> TASK OBJECTIVE
Reproduce the listing below from the line with "the red leaf." to the line with "[[252, 38], [53, 145], [146, 197]]", keeping every line unchanged and including both end lines.

>> Start

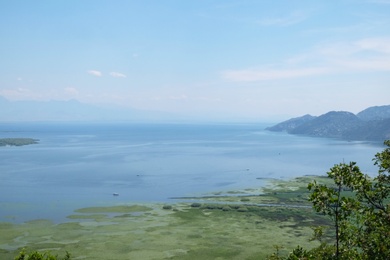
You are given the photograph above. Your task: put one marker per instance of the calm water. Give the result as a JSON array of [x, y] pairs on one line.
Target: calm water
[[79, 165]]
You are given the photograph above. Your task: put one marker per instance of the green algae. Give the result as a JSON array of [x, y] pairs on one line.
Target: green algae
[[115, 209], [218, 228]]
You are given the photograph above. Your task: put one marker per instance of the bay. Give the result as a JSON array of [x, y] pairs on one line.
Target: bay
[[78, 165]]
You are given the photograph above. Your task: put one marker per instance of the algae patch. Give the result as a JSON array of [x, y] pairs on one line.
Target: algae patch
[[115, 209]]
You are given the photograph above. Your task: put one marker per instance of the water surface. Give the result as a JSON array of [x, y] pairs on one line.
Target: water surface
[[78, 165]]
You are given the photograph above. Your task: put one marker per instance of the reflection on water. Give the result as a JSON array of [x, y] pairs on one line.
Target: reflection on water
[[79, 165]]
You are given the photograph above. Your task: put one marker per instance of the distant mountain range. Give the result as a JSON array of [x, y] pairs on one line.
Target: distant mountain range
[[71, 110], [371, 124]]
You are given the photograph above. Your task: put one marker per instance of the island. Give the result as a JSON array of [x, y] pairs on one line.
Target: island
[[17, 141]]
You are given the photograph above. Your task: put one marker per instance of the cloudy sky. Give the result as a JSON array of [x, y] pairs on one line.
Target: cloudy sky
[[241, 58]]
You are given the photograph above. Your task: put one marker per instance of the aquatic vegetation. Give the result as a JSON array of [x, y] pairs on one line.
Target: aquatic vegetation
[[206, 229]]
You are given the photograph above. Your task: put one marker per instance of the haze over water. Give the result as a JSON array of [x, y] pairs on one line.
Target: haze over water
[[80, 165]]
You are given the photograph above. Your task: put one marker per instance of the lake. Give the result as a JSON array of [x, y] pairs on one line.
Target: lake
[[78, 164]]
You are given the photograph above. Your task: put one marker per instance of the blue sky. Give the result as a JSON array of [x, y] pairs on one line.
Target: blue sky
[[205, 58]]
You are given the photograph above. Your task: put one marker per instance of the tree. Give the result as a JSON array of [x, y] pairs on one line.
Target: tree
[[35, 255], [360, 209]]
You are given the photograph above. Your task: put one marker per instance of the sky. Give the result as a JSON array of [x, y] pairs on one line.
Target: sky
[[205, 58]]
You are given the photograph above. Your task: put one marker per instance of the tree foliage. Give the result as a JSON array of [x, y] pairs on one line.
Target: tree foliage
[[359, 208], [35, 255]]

>> End
>> Start

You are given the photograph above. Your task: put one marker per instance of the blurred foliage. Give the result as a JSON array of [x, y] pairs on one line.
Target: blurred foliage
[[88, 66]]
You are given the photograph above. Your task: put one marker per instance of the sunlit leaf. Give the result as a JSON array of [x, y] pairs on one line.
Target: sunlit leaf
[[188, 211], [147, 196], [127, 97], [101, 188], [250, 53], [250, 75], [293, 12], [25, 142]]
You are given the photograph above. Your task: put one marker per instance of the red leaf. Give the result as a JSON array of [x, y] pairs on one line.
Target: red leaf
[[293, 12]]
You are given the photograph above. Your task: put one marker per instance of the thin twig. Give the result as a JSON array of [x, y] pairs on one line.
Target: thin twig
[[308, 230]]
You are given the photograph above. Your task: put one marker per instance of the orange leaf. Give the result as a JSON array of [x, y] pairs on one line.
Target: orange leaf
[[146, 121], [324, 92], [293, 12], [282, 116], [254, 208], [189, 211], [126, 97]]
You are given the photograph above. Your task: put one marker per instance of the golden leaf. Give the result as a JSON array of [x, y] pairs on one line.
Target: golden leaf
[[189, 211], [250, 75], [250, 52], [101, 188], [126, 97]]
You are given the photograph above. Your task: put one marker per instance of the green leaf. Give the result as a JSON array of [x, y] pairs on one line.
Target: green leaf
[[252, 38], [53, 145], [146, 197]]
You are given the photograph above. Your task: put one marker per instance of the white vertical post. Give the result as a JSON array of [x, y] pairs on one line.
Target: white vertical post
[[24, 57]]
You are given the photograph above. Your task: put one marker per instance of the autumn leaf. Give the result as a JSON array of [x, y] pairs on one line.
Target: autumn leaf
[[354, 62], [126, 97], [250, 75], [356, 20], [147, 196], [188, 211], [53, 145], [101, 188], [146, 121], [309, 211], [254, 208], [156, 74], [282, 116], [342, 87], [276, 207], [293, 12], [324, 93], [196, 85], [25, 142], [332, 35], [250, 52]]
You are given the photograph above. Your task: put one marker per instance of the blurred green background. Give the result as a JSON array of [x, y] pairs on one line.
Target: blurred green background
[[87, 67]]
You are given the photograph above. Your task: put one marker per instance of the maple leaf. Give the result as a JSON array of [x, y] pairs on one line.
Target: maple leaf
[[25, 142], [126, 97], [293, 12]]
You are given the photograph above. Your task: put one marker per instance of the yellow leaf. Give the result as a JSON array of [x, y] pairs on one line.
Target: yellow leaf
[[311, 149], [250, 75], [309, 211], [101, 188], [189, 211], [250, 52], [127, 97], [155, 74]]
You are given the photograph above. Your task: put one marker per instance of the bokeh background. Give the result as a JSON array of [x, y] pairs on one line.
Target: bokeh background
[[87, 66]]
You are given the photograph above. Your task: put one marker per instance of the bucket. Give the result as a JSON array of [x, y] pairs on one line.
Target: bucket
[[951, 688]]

>> End

> RESPONSE TO THE TASK
You are given the photograph above. Your task: put one marker per instance of the red leaf. Give the result as a JSON array of [x, y] pairs on one line.
Target: red leaf
[[293, 12]]
You are given the photograph above. Your task: put one marker per instance of the thin twig. Give the result as a JSON array of [x, y] pairs on one line.
Target: thin twig
[[308, 230]]
You are given the photograph above. Your task: put one marker per instance of the orange leaf. Give the result as a JSON array of [x, y] pairs on one line.
Target: orange leaf
[[146, 121], [324, 92], [293, 12], [282, 116], [254, 208], [189, 211], [126, 97]]
You are given the photograph above. Your task: put one marker per instance of the golden leaf. Give the result as a JSON array of [x, y] pairs on one line.
Target: golden leaf
[[189, 211], [250, 75], [250, 52], [101, 188], [126, 97]]
You are given the photograph above. Your task: put one marker per instance of the green leaf. Give the result as a JSON array of [x, y] pairs on one line.
Target: green leaf
[[252, 38], [53, 145], [146, 197]]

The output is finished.